_Supplied passage:_
▬▬▬

Not only is there the possibility that the applicant’s social media has been noticed, but it is likely that if the applicant were to be questioned, the authorities would become aware that he is a failed asylum seeker and suspect or become cognisant of the applicant’s anti-government opinion. The Tribunal is satisfied that the authorities may well arrest and otherwise physically harm him once they become aware of his attendance at protests, and anti-Islamic and anti-regime views. Where a returnee has expressed their opinion against the government, in an environment where the diaspora has had an important role and given the conduct of the authorities towards protestors in the last six months, and to families of Australian activists, the Tribunal is satisfied that there is a real chance of serious harm.
Finally, for reasons set out earlier, the Tribunal is satisfied that the applicant is dedicated to joining the democratic protest movement for change in Iran, and that he will attend protests in Iran. Protestors have been subject to arbitrary arrest over the last six months in Iran.
The Tribunal is satisfied that the chance of harm would be substantial, as opposed to remote or a far-fetched possibility (Chan v MIEA (1989) 169 CLR 379), given the current conduct of the regime and the attitude to the diaspora. The Tribunal is satisfied that persecution would relate to all areas of the country. In MIEA v Guo (1997) 191 CLR 559, the Court stated that conjecture or surmise has no part to play in determining whether a fear is well-founded: ‘A fear is well-founded when there is a real substantial basis for it. A fear of persecution is not well-founded if it is merely assumed or if it is mere speculation’. In this case, the Tribunal is satisfied that the chance of harm is more than speculation and amounts to a well-founded fear.

▬▬▬

_Tasks to perform:_
[1] List every finding that the passage on the applicant's asylum claim introduces with the words "the Tribunal is satisfied that."
[2] Resume the Tribunal's reasoning on the applicant's asylum claim after its last sentence.

▬▬▬

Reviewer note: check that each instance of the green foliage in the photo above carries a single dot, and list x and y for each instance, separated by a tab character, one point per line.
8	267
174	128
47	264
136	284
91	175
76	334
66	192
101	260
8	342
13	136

▬▬▬

_Answers below:_
[1]
- The authorities may well arrest and otherwise physically harm the applicant once they become aware of his attendance at protests and his anti-Islamic and anti-regime views.
- There is a real chance of serious harm.
- The applicant is dedicated to joining the democratic protest movement for change in Iran and will attend protests in Iran.
- The chance of harm would be substantial, as opposed to remote or a far-fetched possibility.
- Persecution would relate to all areas of the country.
- The chance of harm is more than speculation and amounts to a well-founded fear.

[2]
Section 5J(2) of the Act provides that a person does not have a well-founded fear of persecution if effective protection is available. As the harm would be from the authorities, the Tribunal is not satisfied that effective protection would be available.
Section 5J(3) of the Act provides that a person does not have a well-founded fear of persecution if they could take steps to modify their behaviour. The behaviour that is an expression of political opinion is an exception as a person is not required to alter or conceal political beliefs.
The Tribunal is satisfied that the applicant faces a real chance of serious harm for the essential and significant reason of his political opinion (s 5J(4)(a)), and that his religious views and returnee status would exacerbate the risks to him. The Tribunal is satisfied that the harm would involve serious harm (s 5J(4)(b)) as it is described in s 5J(5) of the Act, as it is likely to involve deprivation of liberty or physical ill-treatment. The Tribunal is satisfied, given the conduct of the regime in recent months towards political opponents, that the harm would involve systematic and discriminatory conduct (s 5J(4)(c)).
In conclusion, the Tribunal is satisfied that the applicant has a well-founded fear of persecution for the reason of his political opinion.
CONCLUDING PARAGRAPH
For the reasons given above, the Tribunal is satisfied that the applicant is a person in respect of whom Australia has protection obligations under s 36(2)(a).
DECISION
The Tribunal remits the matter for reconsideration with the direction that the applicant satisfies s 36(2)(a) of the Migration Act.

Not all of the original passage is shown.